▶ _Directive_
List the lines of the items from the one containing "task | identify every instance of the hazy" through the very last line, including both, as a JSON list of strings with one string per line and blank lines left out.

▶ _Exercise data_
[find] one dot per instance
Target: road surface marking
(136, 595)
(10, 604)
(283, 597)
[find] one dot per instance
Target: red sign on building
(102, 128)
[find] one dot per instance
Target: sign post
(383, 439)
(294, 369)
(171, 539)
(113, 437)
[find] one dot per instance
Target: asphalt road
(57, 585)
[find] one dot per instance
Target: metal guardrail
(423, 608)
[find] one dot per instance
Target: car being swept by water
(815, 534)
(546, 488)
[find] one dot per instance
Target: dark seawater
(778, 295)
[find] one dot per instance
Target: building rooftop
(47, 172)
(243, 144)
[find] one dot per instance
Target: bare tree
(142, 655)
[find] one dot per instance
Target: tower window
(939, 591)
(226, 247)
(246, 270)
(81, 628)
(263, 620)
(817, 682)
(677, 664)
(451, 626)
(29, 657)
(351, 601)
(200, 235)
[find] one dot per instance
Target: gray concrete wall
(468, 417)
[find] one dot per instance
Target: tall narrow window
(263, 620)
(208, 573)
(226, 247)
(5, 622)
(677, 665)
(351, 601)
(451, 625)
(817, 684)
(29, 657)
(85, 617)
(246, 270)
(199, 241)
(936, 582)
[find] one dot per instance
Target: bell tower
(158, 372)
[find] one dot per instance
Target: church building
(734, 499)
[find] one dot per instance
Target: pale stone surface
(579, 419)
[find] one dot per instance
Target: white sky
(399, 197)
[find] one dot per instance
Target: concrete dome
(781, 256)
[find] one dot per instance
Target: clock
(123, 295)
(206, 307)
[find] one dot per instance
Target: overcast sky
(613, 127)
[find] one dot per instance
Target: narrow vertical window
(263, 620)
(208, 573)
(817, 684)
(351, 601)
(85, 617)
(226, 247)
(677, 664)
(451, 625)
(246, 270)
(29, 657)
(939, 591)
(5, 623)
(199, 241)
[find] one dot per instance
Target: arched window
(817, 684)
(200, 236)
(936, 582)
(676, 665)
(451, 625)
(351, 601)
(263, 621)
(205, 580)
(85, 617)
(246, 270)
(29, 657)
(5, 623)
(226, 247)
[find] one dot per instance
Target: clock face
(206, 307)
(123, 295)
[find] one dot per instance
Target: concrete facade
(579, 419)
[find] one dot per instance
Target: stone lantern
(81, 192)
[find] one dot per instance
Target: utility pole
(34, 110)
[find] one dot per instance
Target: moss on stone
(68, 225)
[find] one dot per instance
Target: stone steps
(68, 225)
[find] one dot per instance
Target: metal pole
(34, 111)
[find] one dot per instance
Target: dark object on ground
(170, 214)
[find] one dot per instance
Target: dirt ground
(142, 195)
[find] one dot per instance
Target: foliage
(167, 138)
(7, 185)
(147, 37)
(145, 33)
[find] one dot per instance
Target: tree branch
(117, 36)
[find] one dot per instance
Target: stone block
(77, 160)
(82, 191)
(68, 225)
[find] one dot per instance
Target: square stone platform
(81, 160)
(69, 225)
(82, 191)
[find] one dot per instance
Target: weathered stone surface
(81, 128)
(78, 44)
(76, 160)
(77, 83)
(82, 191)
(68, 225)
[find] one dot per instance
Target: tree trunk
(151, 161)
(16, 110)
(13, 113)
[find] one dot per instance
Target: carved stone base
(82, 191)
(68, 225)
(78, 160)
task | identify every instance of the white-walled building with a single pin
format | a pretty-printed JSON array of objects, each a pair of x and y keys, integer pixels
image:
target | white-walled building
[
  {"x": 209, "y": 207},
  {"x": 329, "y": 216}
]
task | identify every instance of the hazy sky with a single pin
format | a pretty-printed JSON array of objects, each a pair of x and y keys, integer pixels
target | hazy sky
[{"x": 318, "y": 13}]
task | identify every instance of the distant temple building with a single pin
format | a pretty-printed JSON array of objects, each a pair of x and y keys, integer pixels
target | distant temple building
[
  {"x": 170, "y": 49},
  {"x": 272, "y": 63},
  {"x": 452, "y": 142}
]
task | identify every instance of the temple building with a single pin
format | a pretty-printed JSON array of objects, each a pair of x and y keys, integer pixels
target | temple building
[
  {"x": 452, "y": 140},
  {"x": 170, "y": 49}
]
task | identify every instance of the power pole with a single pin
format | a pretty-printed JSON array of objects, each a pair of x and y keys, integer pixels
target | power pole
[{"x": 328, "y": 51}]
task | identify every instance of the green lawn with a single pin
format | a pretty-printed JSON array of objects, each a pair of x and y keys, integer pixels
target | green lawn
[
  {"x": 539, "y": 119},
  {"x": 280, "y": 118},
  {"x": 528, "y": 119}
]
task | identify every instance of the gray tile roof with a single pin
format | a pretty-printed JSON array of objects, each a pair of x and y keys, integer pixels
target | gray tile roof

▶ _The output_
[
  "task | identify every instance of the hazy sky with a single pin",
  "format | a pretty-printed JSON array of objects, each a pair of x and y keys, integer pixels",
  "target | hazy sky",
  "[{\"x\": 318, \"y\": 13}]",
  "task | identify every instance of the distant temple building with a single pin",
  "format | a pretty-printed JSON array of objects, each a pair of x and y keys, integer pixels",
  "target | distant temple building",
  "[",
  "  {\"x\": 170, \"y\": 49},",
  "  {\"x\": 272, \"y\": 63},",
  "  {\"x\": 452, \"y\": 142}",
  "]",
  "task | identify every instance of the temple building with a single pin",
  "format | a pretty-printed JSON array of objects, each a pair of x and y keys, integer pixels",
  "target | temple building",
  "[",
  "  {\"x\": 452, \"y\": 140},",
  "  {\"x\": 170, \"y\": 49}",
  "]",
  "task | identify every instance of the power pole with a single pin",
  "format | a pretty-printed JSON array of objects, each a pair of x and y keys, integer pixels",
  "target | power pole",
  "[{\"x\": 328, \"y\": 51}]",
  "task | identify every instance of the green lawn with a single pin",
  "format | a pretty-printed JSON array of objects, each a pair of x and y keys, integer pixels",
  "target | green lawn",
  "[",
  "  {\"x\": 539, \"y\": 119},",
  "  {\"x\": 280, \"y\": 118},",
  "  {\"x\": 528, \"y\": 119}",
  "]",
  "task | identify every instance of the gray tile roof with a single pin",
  "format | a pretty-printed JSON array of objects, each a pair of x and y keys, integer pixels",
  "target | gray tile roof"
]